→ What is required
Please output each line of the data exactly as it appears.

→ Task data
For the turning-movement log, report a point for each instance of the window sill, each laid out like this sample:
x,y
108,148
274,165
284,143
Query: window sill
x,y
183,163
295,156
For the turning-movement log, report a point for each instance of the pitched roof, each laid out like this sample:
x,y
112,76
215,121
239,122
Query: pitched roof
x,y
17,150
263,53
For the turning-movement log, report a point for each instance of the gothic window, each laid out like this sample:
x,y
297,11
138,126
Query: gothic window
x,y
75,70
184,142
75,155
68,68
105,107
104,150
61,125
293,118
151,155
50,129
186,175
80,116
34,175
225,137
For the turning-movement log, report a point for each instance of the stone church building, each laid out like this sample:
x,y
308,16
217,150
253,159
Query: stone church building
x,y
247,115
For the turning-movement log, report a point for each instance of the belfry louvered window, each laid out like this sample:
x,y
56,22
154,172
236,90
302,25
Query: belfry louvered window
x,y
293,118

→ Exercise result
For the turning-movement log, report a point for each instance of the window sill, each laid out like this sample:
x,y
108,148
274,165
284,143
Query: window sill
x,y
183,163
295,156
For the turning-movement log, report a point for each instance of the pitched roof, each laid out like this sample:
x,y
112,76
215,121
239,122
Query: pitched roof
x,y
17,150
263,53
For the turning-movement log, report a point for each instance of the gothic window, each laid out like this sample:
x,y
297,11
138,126
Query: gothic window
x,y
75,70
184,142
75,155
68,68
105,107
104,150
61,125
293,118
151,155
50,129
186,175
80,116
34,175
225,137
For the turning-movement log, report a point for each instance of the stone church building, each laid out like this sample:
x,y
308,16
217,150
253,159
Query: stone church building
x,y
247,115
For the turning-movement log, report a point for each instance of the belfry louvered window, each laid out like this sample:
x,y
56,22
154,172
236,90
302,25
Query: belfry louvered window
x,y
293,118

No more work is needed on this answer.